Write out every one of the items below word for word, leaving out the pictures.

## AVAILABLE DATA
# # # # #
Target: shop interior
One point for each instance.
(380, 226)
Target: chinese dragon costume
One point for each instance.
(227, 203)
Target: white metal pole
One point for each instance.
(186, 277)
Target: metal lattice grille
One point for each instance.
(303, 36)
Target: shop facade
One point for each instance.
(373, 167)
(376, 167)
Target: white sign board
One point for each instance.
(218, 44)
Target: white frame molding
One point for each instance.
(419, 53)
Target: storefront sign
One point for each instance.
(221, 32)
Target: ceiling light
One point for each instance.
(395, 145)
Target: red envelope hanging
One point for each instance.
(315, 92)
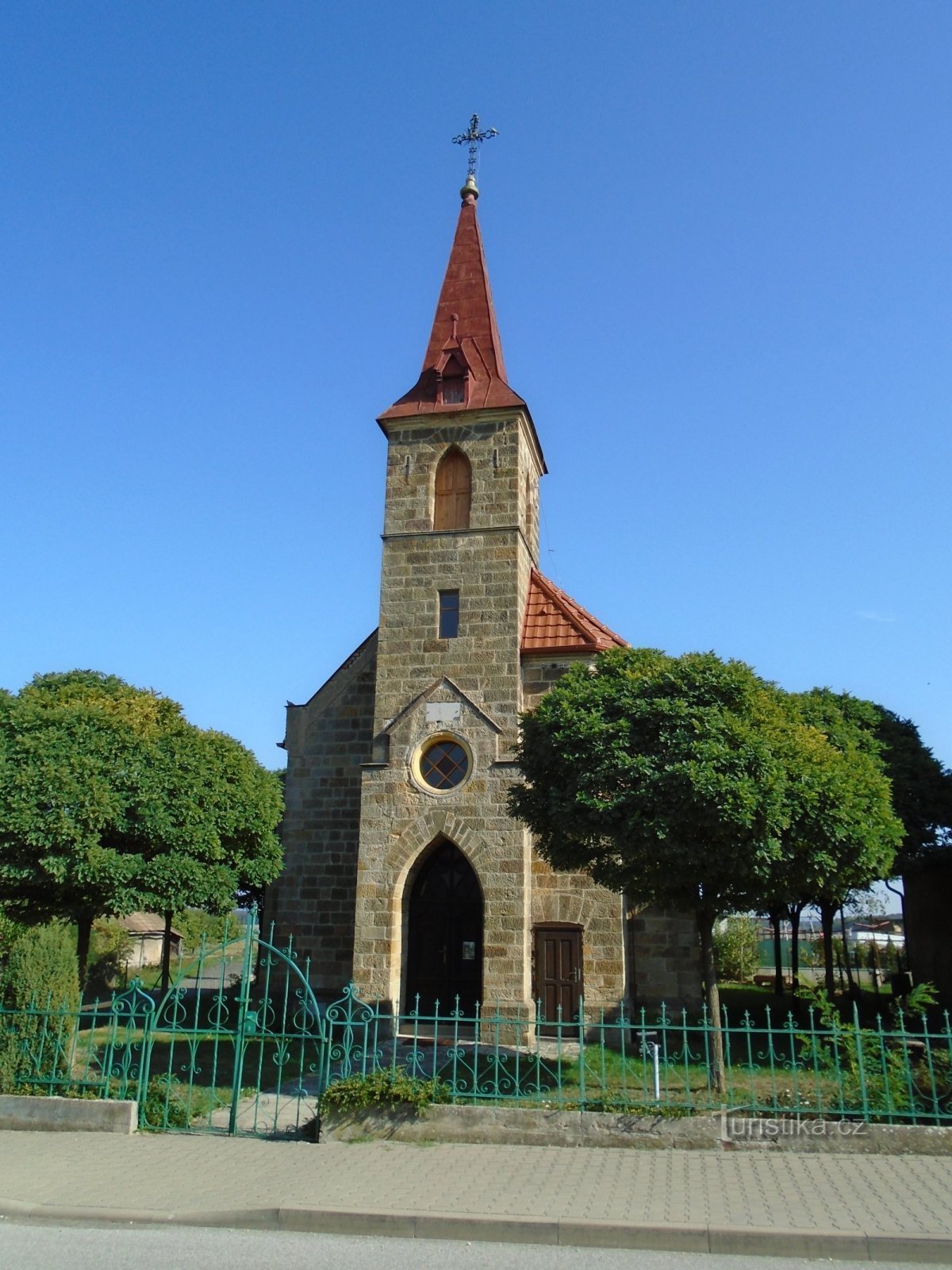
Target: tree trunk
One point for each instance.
# # # # #
## COMPLETE ANSWER
Target: shop interior
One point for each instance.
(380, 226)
Target: chinese dragon costume
One point for each instance.
(227, 203)
Target: white metal pole
One point for each instance.
(186, 277)
Target: metal lattice grille
One point for each instance.
(303, 36)
Target: shop facade
One point for each instance.
(373, 167)
(376, 167)
Target: white sign board
One point for each instance.
(218, 44)
Target: white frame molding
One point for each instance.
(419, 53)
Target: storefront sign
One point for each instance.
(221, 32)
Target: ceiling light
One point for each instance.
(395, 145)
Target: red envelope hanging
One point for each instance.
(315, 92)
Target: tree trunk
One point for each instance.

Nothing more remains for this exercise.